**Source document:**
====

Happy Hunting worked five furlongs in 59.62 seconds Sunday over the training track, the fastest of 24 breezes at the distance.

Mike Smith is scheduled to ride Happy Hunting, who was assigned 115 pounds. Silver Train, the defending Breeders' Cup Sprint winner, is the 120-pound highweight for the Carter. Also expected for the Carter are Mass Media (118), Sir Greeley (116), Kazoo (115), Call the Lord (114), and Big Apple Daddy (113).

Songster's stock rises for Bay Shore

Even without leaving his stall, Songster enhanced his credentials for Saturday's $150,000 Bay Shore Stakes. After winning his debut on Jan. 28, Songster finished second in an entry-level allowance race on March 4 at Gulfstream Park.

The horse that beat him that day, Exclusive Quality, won last Saturday's Spectacular Bid Stakes at Gulfstream. Protagonus, who finished third in the March 4 race, won an allowance race on Saturday, also at Gulfstream.

====

**Recorded information:**
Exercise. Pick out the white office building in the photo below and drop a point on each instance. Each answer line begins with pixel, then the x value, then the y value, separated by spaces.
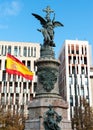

====

**To do:**
• a. Using the racing report, decide whether each statement agrees with it, answering yes or no and quoting the words that settle it: (i) Silver Train is the highweight for the Carter; (ii) Songster won the allowance race on March 4 at Gulfstream Park; (iii) Happy Hunting posted the fastest of the 24 five-furlong breezes on Sunday.
• b. Return the passage of the racing report that starts at the words "Happy Hunting worked" and ends after the words "Apple Daddy (113).".
The data have no connection to the racing report.

**Task responses:**
• a.
(i) Yes: "Silver Train, the defending Breeders' Cup Sprint winner, is the 120-pound highweight for the Carter."
(ii) No: "Songster finished second in an entry-level allowance race on March 4 at Gulfstream Park."
(iii) Yes: "the fastest of 24 breezes at the distance."

• b.
Happy Hunting worked five furlongs in 59.62 seconds Sunday over the training track, the fastest of 24 breezes at the distance.

Mike Smith is scheduled to ride Happy Hunting, who was assigned 115 pounds. Silver Train, the defending Breeders' Cup Sprint winner, is the 120-pound highweight for the Carter. Also expected for the Carter are Mass Media (118), Sir Greeley (116), Kazoo (115), Call the Lord (114), and Big Apple Daddy (113).